### PROVIDED DATA:
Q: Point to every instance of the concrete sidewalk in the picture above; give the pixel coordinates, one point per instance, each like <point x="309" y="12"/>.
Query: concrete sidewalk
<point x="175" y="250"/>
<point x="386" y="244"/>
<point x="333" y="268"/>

### WORK TASK:
Without omitting anything, set down all the entries above again.

### SOLUTION TO THE PROBLEM:
Q: Point to every instance of the concrete sidewalk in the picture above; give the pixel coordinates, one point per instance, each like <point x="309" y="12"/>.
Query: concrete sidewalk
<point x="175" y="250"/>
<point x="386" y="244"/>
<point x="333" y="268"/>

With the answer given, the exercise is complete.